▸ SHORT EXERCISE: Render the material as a numbered list, starting at its beginning and ending with the line that contains "255), (15, 259)]]", both included. Skip blank lines and leave the pictures out.
┄┄┄┄┄┄
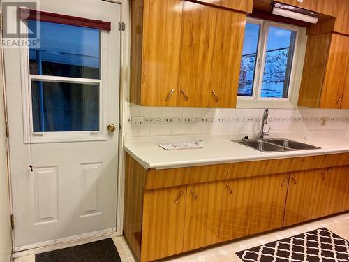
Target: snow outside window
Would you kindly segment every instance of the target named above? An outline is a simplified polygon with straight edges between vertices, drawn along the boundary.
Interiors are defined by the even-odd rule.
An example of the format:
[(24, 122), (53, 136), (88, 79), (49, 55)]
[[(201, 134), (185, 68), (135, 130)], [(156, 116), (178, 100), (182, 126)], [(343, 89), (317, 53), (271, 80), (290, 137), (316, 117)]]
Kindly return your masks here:
[(240, 105), (248, 101), (250, 105), (251, 101), (264, 101), (265, 105), (266, 101), (276, 105), (276, 101), (279, 105), (280, 101), (297, 105), (292, 100), (298, 96), (295, 92), (299, 92), (297, 68), (304, 62), (299, 46), (306, 42), (304, 28), (248, 19), (238, 87)]

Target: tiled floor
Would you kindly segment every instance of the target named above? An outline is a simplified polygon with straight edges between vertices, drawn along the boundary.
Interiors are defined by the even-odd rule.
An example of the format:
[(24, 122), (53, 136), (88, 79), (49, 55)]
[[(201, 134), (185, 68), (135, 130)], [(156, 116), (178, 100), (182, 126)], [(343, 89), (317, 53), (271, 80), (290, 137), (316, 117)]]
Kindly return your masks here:
[[(280, 230), (256, 237), (234, 241), (228, 244), (188, 254), (176, 259), (168, 259), (166, 261), (241, 262), (241, 260), (235, 254), (235, 252), (238, 251), (321, 227), (326, 227), (334, 233), (349, 240), (349, 213), (332, 217), (300, 226), (296, 226), (285, 230)], [(122, 237), (114, 238), (113, 239), (122, 261), (135, 261), (125, 239)], [(15, 262), (34, 261), (35, 256), (34, 255), (15, 259)]]

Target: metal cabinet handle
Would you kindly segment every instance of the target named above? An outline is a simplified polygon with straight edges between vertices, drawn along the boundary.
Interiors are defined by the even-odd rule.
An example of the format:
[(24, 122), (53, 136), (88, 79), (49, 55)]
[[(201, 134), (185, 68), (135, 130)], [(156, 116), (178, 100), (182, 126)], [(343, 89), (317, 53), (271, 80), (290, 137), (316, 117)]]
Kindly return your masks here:
[(185, 101), (188, 101), (188, 96), (184, 92), (184, 90), (181, 89), (181, 93), (183, 94), (183, 96), (184, 96)]
[(341, 100), (342, 100), (342, 97), (341, 96), (339, 96), (337, 100), (336, 100), (336, 105), (338, 105), (338, 103), (341, 101)]
[(179, 193), (178, 193), (178, 195), (176, 198), (176, 200), (174, 201), (175, 204), (178, 204), (178, 203), (179, 202), (179, 201), (181, 198), (181, 196), (183, 196), (183, 193), (184, 193), (184, 191), (183, 190), (181, 190)]
[(216, 102), (218, 102), (218, 98), (214, 90), (212, 90), (212, 96), (214, 96), (214, 99)]
[(194, 198), (195, 200), (198, 199), (198, 195), (193, 191), (193, 189), (191, 189), (191, 193), (193, 195), (193, 197)]
[(320, 173), (321, 174), (321, 177), (322, 178), (322, 180), (325, 180), (325, 172), (323, 170), (320, 170)]
[(285, 185), (285, 183), (286, 182), (288, 178), (288, 175), (285, 177), (285, 179), (283, 180), (283, 181), (281, 183), (281, 184), (280, 185), (280, 187), (283, 187)]
[(296, 177), (295, 177), (294, 175), (292, 176), (292, 179), (293, 180), (293, 182), (295, 182), (295, 184), (297, 184), (297, 180), (296, 180)]
[(172, 89), (171, 91), (170, 91), (170, 92), (168, 94), (168, 96), (166, 96), (166, 99), (165, 99), (165, 100), (168, 101), (170, 100), (170, 99), (171, 98), (171, 96), (172, 96), (172, 94), (174, 92), (174, 89)]
[(232, 194), (232, 188), (230, 187), (230, 186), (229, 185), (229, 184), (226, 184), (226, 187), (227, 187), (227, 189), (228, 189), (228, 191), (229, 191), (229, 193)]

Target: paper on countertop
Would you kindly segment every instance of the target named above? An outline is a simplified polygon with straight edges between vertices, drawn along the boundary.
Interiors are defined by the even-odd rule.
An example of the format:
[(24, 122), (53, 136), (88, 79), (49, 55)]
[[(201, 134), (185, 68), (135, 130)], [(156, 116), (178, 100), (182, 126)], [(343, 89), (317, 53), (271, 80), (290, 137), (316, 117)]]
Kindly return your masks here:
[(156, 145), (165, 150), (194, 150), (203, 147), (195, 142), (165, 143)]

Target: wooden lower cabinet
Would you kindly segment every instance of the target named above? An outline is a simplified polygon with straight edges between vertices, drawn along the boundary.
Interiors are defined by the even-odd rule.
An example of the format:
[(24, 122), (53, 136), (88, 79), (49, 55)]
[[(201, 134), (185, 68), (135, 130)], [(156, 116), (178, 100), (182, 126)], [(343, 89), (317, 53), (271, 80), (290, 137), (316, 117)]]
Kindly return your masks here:
[(312, 219), (348, 210), (349, 166), (320, 170), (314, 199)]
[(283, 226), (311, 219), (320, 171), (315, 169), (290, 173)]
[(188, 185), (183, 251), (218, 242), (222, 182)]
[(349, 154), (158, 170), (126, 154), (124, 206), (134, 254), (158, 260), (348, 211)]
[(186, 186), (144, 193), (141, 261), (183, 252)]
[(282, 227), (288, 177), (282, 173), (227, 180), (219, 242)]

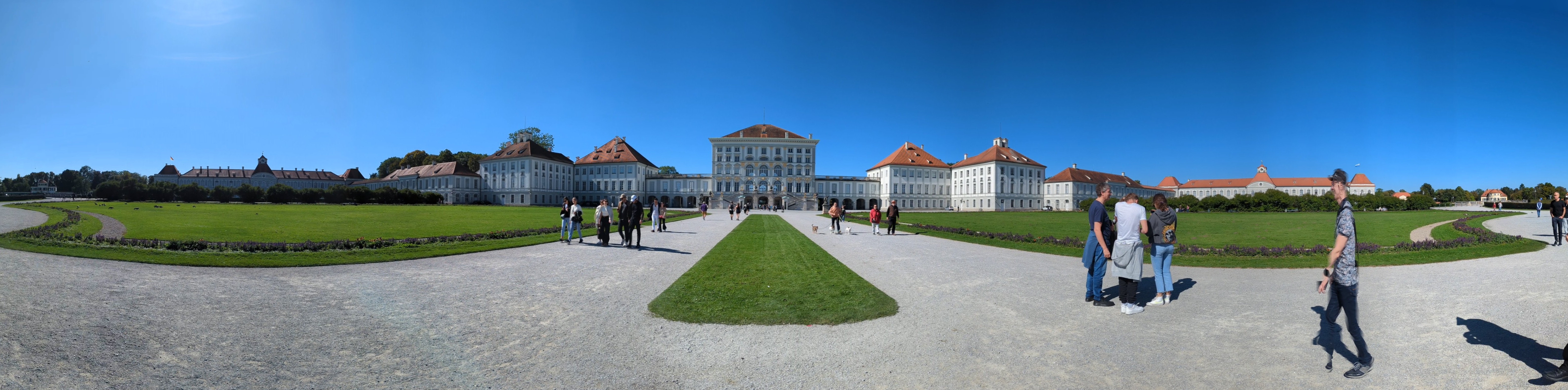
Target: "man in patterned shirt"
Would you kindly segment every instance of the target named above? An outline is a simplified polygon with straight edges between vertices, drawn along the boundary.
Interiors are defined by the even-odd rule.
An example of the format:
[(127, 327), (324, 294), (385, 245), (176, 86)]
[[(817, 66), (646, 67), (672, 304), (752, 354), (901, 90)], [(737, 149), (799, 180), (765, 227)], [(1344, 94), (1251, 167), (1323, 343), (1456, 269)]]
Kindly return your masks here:
[(1323, 282), (1317, 283), (1317, 293), (1328, 291), (1328, 309), (1323, 310), (1323, 321), (1334, 324), (1339, 310), (1345, 310), (1345, 329), (1350, 340), (1356, 343), (1355, 367), (1345, 371), (1345, 377), (1363, 377), (1372, 371), (1372, 354), (1367, 352), (1367, 341), (1361, 338), (1361, 316), (1356, 313), (1356, 218), (1350, 213), (1350, 200), (1345, 194), (1345, 169), (1334, 169), (1328, 177), (1339, 204), (1339, 218), (1334, 219), (1334, 251), (1328, 252), (1328, 268), (1323, 268)]

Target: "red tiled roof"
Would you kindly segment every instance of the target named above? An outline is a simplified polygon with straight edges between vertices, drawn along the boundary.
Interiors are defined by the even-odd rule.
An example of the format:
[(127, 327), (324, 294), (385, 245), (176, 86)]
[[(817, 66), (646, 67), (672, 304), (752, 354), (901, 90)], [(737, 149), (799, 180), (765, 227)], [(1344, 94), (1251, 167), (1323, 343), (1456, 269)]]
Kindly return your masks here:
[(566, 164), (572, 163), (572, 160), (566, 158), (566, 155), (557, 153), (557, 152), (550, 152), (550, 150), (544, 149), (543, 146), (535, 144), (532, 139), (530, 141), (524, 141), (524, 143), (510, 144), (506, 147), (502, 147), (500, 150), (495, 150), (495, 153), (491, 153), (489, 157), (480, 158), (480, 161), (495, 160), (495, 158), (513, 158), (513, 157), (538, 157), (538, 158), (544, 158), (544, 160), (561, 161), (561, 163), (566, 163)]
[(974, 155), (974, 157), (964, 158), (963, 161), (953, 163), (953, 168), (967, 166), (967, 164), (978, 164), (978, 163), (989, 163), (989, 161), (1007, 161), (1007, 163), (1019, 163), (1019, 164), (1032, 164), (1032, 166), (1046, 168), (1044, 164), (1036, 163), (1035, 160), (1032, 160), (1029, 157), (1024, 157), (1024, 153), (1019, 153), (1018, 150), (1013, 150), (1011, 147), (1002, 147), (1002, 146), (991, 146), (991, 149), (986, 149), (985, 152), (980, 152), (978, 155)]
[(720, 138), (798, 138), (798, 139), (806, 139), (804, 136), (800, 136), (800, 135), (792, 133), (789, 130), (779, 128), (776, 125), (767, 125), (767, 124), (751, 125), (751, 127), (746, 127), (746, 128), (740, 128), (740, 130), (735, 130), (734, 133), (729, 133), (729, 135), (720, 136)]
[(931, 157), (931, 153), (927, 153), (925, 149), (920, 149), (919, 146), (911, 143), (903, 143), (903, 146), (898, 146), (898, 150), (894, 150), (891, 155), (887, 155), (887, 158), (883, 158), (881, 163), (877, 163), (875, 166), (866, 171), (872, 171), (889, 164), (949, 168), (947, 163), (942, 163), (941, 158)]
[(646, 166), (659, 168), (654, 161), (648, 161), (643, 153), (638, 153), (632, 144), (626, 143), (626, 138), (610, 138), (610, 143), (596, 147), (593, 153), (577, 158), (579, 164), (602, 164), (602, 163), (643, 163)]

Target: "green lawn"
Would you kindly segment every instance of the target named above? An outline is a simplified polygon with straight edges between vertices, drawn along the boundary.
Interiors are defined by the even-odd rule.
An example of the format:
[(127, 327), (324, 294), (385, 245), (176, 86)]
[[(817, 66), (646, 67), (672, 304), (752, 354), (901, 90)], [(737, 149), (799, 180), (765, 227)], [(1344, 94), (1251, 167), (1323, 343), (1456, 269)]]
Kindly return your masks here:
[[(1428, 210), (1428, 211), (1443, 211), (1443, 210)], [(1400, 213), (1428, 213), (1428, 211), (1400, 211)], [(1394, 211), (1388, 211), (1388, 213), (1394, 213)], [(1377, 213), (1377, 215), (1388, 215), (1388, 213)], [(1432, 221), (1432, 222), (1439, 222), (1439, 221), (1447, 221), (1447, 219), (1458, 219), (1458, 218), (1461, 218), (1465, 215), (1463, 211), (1454, 211), (1454, 213), (1460, 213), (1460, 216), (1443, 216), (1443, 215), (1436, 215), (1435, 213), (1436, 218), (1439, 218), (1439, 219), (1438, 221)], [(952, 213), (906, 213), (905, 216), (911, 216), (911, 215), (922, 215), (924, 216), (924, 215), (952, 215)], [(991, 213), (991, 215), (1002, 215), (1002, 213)], [(1065, 213), (1065, 215), (1068, 215), (1068, 213)], [(1085, 213), (1069, 213), (1069, 215), (1080, 216), (1080, 218), (1083, 218), (1085, 224), (1088, 222), (1088, 216)], [(1210, 215), (1210, 213), (1192, 213), (1192, 215)], [(1217, 216), (1218, 215), (1232, 215), (1234, 216), (1234, 215), (1247, 215), (1247, 213), (1212, 213), (1212, 215), (1217, 215)], [(1297, 215), (1297, 213), (1290, 213), (1290, 215)], [(1328, 215), (1328, 213), (1316, 213), (1316, 215)], [(1361, 216), (1363, 215), (1372, 215), (1372, 213), (1370, 211), (1367, 211), (1367, 213), (1356, 213), (1356, 224), (1358, 224), (1358, 233), (1359, 235), (1366, 235), (1366, 232), (1367, 232), (1366, 224), (1361, 222)], [(1474, 213), (1471, 213), (1471, 215), (1474, 215)], [(1486, 221), (1486, 219), (1491, 219), (1491, 218), (1510, 216), (1510, 215), (1512, 213), (1504, 213), (1504, 215), (1497, 215), (1497, 216), (1477, 218), (1477, 219), (1471, 219), (1469, 224), (1471, 226), (1480, 226), (1482, 221)], [(1179, 221), (1187, 221), (1185, 219), (1187, 216), (1189, 216), (1187, 213), (1181, 215)], [(858, 224), (866, 224), (864, 221), (858, 221), (858, 219), (848, 219), (848, 221), (850, 222), (858, 222)], [(900, 222), (903, 222), (903, 221), (908, 221), (908, 219), (906, 218), (900, 218)], [(1408, 219), (1406, 219), (1406, 222), (1408, 222)], [(1417, 224), (1414, 227), (1421, 227), (1421, 226), (1432, 224), (1432, 222), (1422, 222), (1422, 224)], [(952, 226), (952, 227), (958, 227), (958, 226)], [(1414, 227), (1411, 227), (1411, 230)], [(982, 230), (978, 227), (969, 227), (969, 229), (972, 229), (972, 230)], [(1182, 226), (1182, 229), (1185, 230), (1187, 226)], [(1446, 233), (1449, 233), (1450, 237), (1447, 237), (1447, 238), (1441, 237), (1441, 235), (1444, 235), (1444, 229), (1446, 229)], [(953, 241), (964, 241), (964, 243), (975, 243), (975, 244), (1008, 247), (1008, 249), (1029, 251), (1029, 252), (1068, 255), (1068, 257), (1082, 257), (1083, 255), (1083, 247), (1065, 247), (1065, 246), (1055, 246), (1055, 244), (1035, 244), (1035, 243), (1018, 243), (1018, 241), (993, 240), (993, 238), (982, 238), (982, 237), (972, 237), (972, 235), (958, 235), (958, 233), (947, 233), (947, 232), (924, 230), (924, 229), (909, 227), (909, 226), (900, 226), (898, 232), (930, 235), (930, 237), (939, 237), (939, 238), (947, 238), (947, 240), (953, 240)], [(1008, 230), (1002, 230), (1002, 232), (1008, 232)], [(1013, 232), (1016, 232), (1016, 230), (1013, 230)], [(1433, 229), (1432, 233), (1438, 240), (1452, 240), (1455, 237), (1465, 235), (1465, 233), (1460, 233), (1460, 232), (1454, 230), (1454, 227), (1450, 227), (1447, 224)], [(1040, 235), (1040, 233), (1035, 233), (1035, 235)], [(1383, 235), (1386, 237), (1386, 235), (1391, 235), (1391, 233), (1385, 232)], [(1079, 235), (1079, 237), (1082, 237), (1082, 235)], [(1182, 237), (1182, 240), (1187, 240), (1187, 237)], [(1408, 241), (1408, 240), (1410, 240), (1410, 230), (1405, 230), (1405, 241)], [(1254, 244), (1254, 246), (1258, 246), (1258, 244)], [(1279, 244), (1270, 244), (1270, 246), (1279, 246)], [(1363, 265), (1363, 266), (1421, 265), (1421, 263), (1439, 263), (1439, 262), (1455, 262), (1455, 260), (1469, 260), (1469, 258), (1485, 258), (1485, 257), (1499, 257), (1499, 255), (1508, 255), (1508, 254), (1534, 252), (1534, 251), (1540, 251), (1543, 247), (1546, 247), (1546, 244), (1543, 244), (1541, 241), (1519, 240), (1519, 241), (1507, 243), (1507, 244), (1480, 244), (1480, 246), (1469, 246), (1469, 247), (1416, 251), (1416, 252), (1392, 252), (1392, 251), (1389, 251), (1389, 252), (1380, 252), (1380, 254), (1359, 254), (1359, 255), (1356, 255), (1356, 262), (1359, 265)], [(1145, 260), (1145, 262), (1148, 262), (1148, 260)], [(1212, 266), (1212, 268), (1322, 268), (1322, 266), (1328, 265), (1328, 257), (1327, 255), (1251, 257), (1251, 255), (1181, 255), (1181, 254), (1178, 254), (1178, 255), (1174, 255), (1171, 258), (1171, 263), (1179, 265), (1179, 266)]]
[[(856, 213), (866, 216), (866, 213)], [(1410, 241), (1410, 230), (1463, 218), (1465, 211), (1356, 211), (1361, 241), (1385, 246)], [(1179, 213), (1178, 237), (1196, 246), (1333, 244), (1334, 213)], [(996, 233), (1076, 237), (1088, 233), (1085, 211), (903, 213), (898, 222), (920, 222)]]
[[(147, 210), (146, 205), (149, 204), (141, 204), (138, 207)], [(116, 207), (114, 210), (119, 210), (119, 207)], [(60, 215), (61, 218), (64, 216), (64, 213)], [(698, 218), (698, 215), (670, 218), (670, 221), (674, 222), (688, 218)], [(82, 230), (91, 229), (93, 232), (97, 232), (97, 229), (100, 227), (102, 224), (99, 224), (97, 219), (83, 215), (82, 222), (71, 229), (82, 229)], [(67, 229), (67, 232), (71, 229)], [(594, 240), (593, 235), (596, 232), (597, 230), (594, 229), (583, 229), (583, 237), (585, 237), (583, 240), (593, 241)], [(155, 263), (155, 265), (265, 268), (265, 266), (354, 265), (354, 263), (412, 260), (425, 257), (458, 255), (458, 254), (485, 252), (485, 251), (532, 246), (543, 243), (555, 243), (558, 238), (560, 238), (558, 233), (547, 233), (547, 235), (532, 235), (532, 237), (519, 237), (506, 240), (436, 243), (436, 244), (417, 244), (417, 246), (411, 244), (411, 246), (394, 246), (383, 249), (318, 251), (318, 252), (218, 252), (218, 251), (194, 252), (194, 251), (163, 251), (163, 249), (122, 247), (122, 246), (91, 246), (71, 241), (39, 241), (25, 238), (0, 238), (0, 247), (39, 252), (39, 254), (122, 260), (122, 262)]]
[(648, 304), (659, 316), (713, 324), (842, 324), (898, 302), (775, 215), (751, 215)]
[[(64, 202), (119, 219), (125, 238), (298, 243), (560, 226), (555, 207)], [(163, 208), (154, 208), (162, 205)], [(114, 207), (113, 210), (110, 207)], [(140, 210), (136, 210), (140, 208)]]

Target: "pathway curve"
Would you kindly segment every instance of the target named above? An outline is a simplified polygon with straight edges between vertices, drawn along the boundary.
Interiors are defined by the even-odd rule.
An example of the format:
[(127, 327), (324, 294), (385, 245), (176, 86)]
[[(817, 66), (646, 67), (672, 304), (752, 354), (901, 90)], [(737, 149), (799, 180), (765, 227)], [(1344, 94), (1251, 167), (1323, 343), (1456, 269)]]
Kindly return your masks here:
[[(808, 235), (826, 226), (781, 216)], [(315, 268), (0, 249), (0, 388), (1527, 388), (1568, 341), (1560, 313), (1543, 310), (1568, 304), (1568, 290), (1543, 288), (1568, 280), (1557, 247), (1364, 268), (1378, 365), (1359, 381), (1341, 377), (1342, 357), (1325, 371), (1311, 343), (1327, 299), (1317, 269), (1176, 268), (1176, 302), (1127, 316), (1080, 299), (1073, 257), (809, 235), (900, 313), (842, 326), (652, 316), (648, 302), (735, 224), (671, 222), (646, 233), (657, 251), (552, 243)]]
[(1454, 221), (1460, 221), (1460, 219), (1449, 219), (1449, 221), (1443, 221), (1443, 222), (1436, 222), (1436, 224), (1430, 224), (1430, 226), (1416, 227), (1416, 230), (1410, 230), (1410, 241), (1411, 243), (1432, 241), (1432, 229), (1433, 227), (1450, 224)]

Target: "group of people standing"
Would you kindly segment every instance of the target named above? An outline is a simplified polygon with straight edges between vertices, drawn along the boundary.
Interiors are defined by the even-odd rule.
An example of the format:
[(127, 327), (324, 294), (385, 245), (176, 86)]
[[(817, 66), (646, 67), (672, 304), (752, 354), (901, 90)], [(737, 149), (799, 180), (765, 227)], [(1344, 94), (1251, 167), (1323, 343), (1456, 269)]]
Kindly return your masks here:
┄┄┄┄┄┄
▸ EXERCISE OUTPUT:
1. Target: snow outside window
2. Would you kindly segment every instance of the target named above? An outline is a simplified polygon with straight edges between vertices, drawn along the boundary.
3. Interiors are defined by the even-odd rule.
4. An example of the format:
5. [(24, 122), (53, 136), (88, 79), (49, 55)]
6. [[(201, 134), (185, 68), (135, 130)], [(156, 116), (178, 100), (182, 126)], [(343, 89), (317, 53), (271, 80), (290, 137), (316, 117)]]
7. Kindly return your masks here:
8. [(240, 105), (248, 101), (250, 105), (251, 101), (264, 101), (265, 105), (266, 101), (276, 105), (276, 101), (279, 105), (280, 101), (297, 105), (292, 100), (298, 96), (295, 92), (299, 92), (297, 68), (304, 62), (299, 46), (306, 42), (304, 28), (248, 19), (238, 87)]
9. Target: tiled floor
10. Would you kindly segment every instance of the target named above? An outline is a simplified polygon with straight edges between vertices, drawn along the boundary.
11. Interiors are defined by the even-odd rule.
12. An example of the format:
13. [(24, 122), (53, 136), (88, 79), (49, 55)]
14. [[(201, 134), (185, 68), (135, 130)], [(156, 116), (178, 100), (182, 126)], [(343, 89), (317, 53), (271, 80), (290, 137), (316, 117)]]
15. Kindly return your masks here:
16. [[(280, 230), (256, 237), (234, 241), (228, 244), (188, 254), (176, 259), (168, 259), (166, 261), (241, 262), (241, 260), (235, 254), (235, 252), (238, 251), (321, 227), (326, 227), (334, 233), (349, 240), (349, 213), (332, 217), (300, 226), (296, 226), (285, 230)], [(122, 237), (114, 238), (113, 239), (122, 261), (135, 261), (125, 239)], [(15, 262), (34, 261), (35, 256), (34, 255), (15, 259)]]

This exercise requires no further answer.